[[ Records for processing, beginning ]]

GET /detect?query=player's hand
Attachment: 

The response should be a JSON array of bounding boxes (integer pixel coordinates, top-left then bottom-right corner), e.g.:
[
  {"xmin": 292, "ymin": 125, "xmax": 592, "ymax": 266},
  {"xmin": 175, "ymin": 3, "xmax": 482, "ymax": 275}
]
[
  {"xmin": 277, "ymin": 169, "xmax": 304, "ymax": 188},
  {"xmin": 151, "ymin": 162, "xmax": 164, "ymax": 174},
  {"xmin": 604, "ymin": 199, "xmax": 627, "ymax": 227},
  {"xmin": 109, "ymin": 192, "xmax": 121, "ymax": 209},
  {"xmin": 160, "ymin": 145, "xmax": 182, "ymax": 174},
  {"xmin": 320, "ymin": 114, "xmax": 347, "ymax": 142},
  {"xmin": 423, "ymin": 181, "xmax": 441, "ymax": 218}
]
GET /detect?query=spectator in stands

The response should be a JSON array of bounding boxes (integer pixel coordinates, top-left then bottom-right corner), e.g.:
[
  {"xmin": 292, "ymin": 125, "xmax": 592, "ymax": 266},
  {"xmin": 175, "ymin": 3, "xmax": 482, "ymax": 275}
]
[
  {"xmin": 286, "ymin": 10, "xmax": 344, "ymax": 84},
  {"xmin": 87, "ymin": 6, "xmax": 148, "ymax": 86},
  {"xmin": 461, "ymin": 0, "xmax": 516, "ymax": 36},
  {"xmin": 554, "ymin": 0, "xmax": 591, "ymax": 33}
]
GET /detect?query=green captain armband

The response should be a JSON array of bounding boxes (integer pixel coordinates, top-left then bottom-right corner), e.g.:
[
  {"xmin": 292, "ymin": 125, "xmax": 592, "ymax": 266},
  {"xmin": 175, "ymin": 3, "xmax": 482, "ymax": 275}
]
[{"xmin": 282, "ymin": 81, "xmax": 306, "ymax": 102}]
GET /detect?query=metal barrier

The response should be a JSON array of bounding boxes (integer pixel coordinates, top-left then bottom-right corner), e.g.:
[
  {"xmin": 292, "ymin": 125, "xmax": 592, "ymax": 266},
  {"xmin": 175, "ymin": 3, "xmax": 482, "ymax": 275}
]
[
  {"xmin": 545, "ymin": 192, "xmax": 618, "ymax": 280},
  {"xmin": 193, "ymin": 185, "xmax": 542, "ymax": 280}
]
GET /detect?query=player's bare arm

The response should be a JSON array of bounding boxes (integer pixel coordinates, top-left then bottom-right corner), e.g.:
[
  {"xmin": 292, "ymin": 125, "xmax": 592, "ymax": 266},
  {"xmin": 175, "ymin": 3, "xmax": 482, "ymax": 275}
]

[[ Records for processing, end ]]

▸ **Directions**
Retype every line of the material exactly.

▸ **Completed exercise**
GET /detect?query=player's hand
Attachment: 

The response should be a JSON array of bounding boxes (integer pixel coordinates, top-left then bottom-right corner), e.g.:
[
  {"xmin": 292, "ymin": 125, "xmax": 592, "ymax": 266},
  {"xmin": 175, "ymin": 3, "xmax": 482, "ymax": 275}
]
[
  {"xmin": 277, "ymin": 169, "xmax": 304, "ymax": 188},
  {"xmin": 151, "ymin": 162, "xmax": 164, "ymax": 174},
  {"xmin": 604, "ymin": 199, "xmax": 627, "ymax": 227},
  {"xmin": 109, "ymin": 192, "xmax": 121, "ymax": 209},
  {"xmin": 160, "ymin": 145, "xmax": 182, "ymax": 174},
  {"xmin": 320, "ymin": 114, "xmax": 347, "ymax": 142},
  {"xmin": 423, "ymin": 181, "xmax": 441, "ymax": 218}
]
GET /detect?query=spectator in stands

The response should be a JSON array of bounding boxes (integer pixel coordinates, top-left then bottom-right corner), e.g.:
[
  {"xmin": 292, "ymin": 125, "xmax": 592, "ymax": 266},
  {"xmin": 175, "ymin": 3, "xmax": 482, "ymax": 275}
]
[
  {"xmin": 286, "ymin": 10, "xmax": 344, "ymax": 84},
  {"xmin": 87, "ymin": 6, "xmax": 148, "ymax": 86},
  {"xmin": 461, "ymin": 0, "xmax": 516, "ymax": 36},
  {"xmin": 554, "ymin": 0, "xmax": 591, "ymax": 33}
]
GET /detect?query=green captain armband

The response should be a JSON array of bounding boxes (integer pixel coordinates, top-left then bottom-right corner), e.g.:
[
  {"xmin": 292, "ymin": 125, "xmax": 592, "ymax": 266},
  {"xmin": 175, "ymin": 3, "xmax": 482, "ymax": 275}
]
[{"xmin": 282, "ymin": 81, "xmax": 306, "ymax": 102}]
GET /detect?query=metal barrier

The response should be a JSON array of bounding boxes (integer pixel coordinates, top-left then bottom-right corner), e.g.:
[
  {"xmin": 292, "ymin": 125, "xmax": 592, "ymax": 266},
  {"xmin": 175, "ymin": 3, "xmax": 482, "ymax": 275}
]
[
  {"xmin": 545, "ymin": 192, "xmax": 618, "ymax": 280},
  {"xmin": 193, "ymin": 185, "xmax": 542, "ymax": 280}
]
GET /detect?query=player's bare arm

The response should be a JSON array of bounding boxes (integer pixel coordinates, top-left then bottom-right corner), e.g.:
[
  {"xmin": 292, "ymin": 125, "xmax": 592, "ymax": 266},
  {"xmin": 175, "ymin": 3, "xmax": 482, "ymax": 275}
]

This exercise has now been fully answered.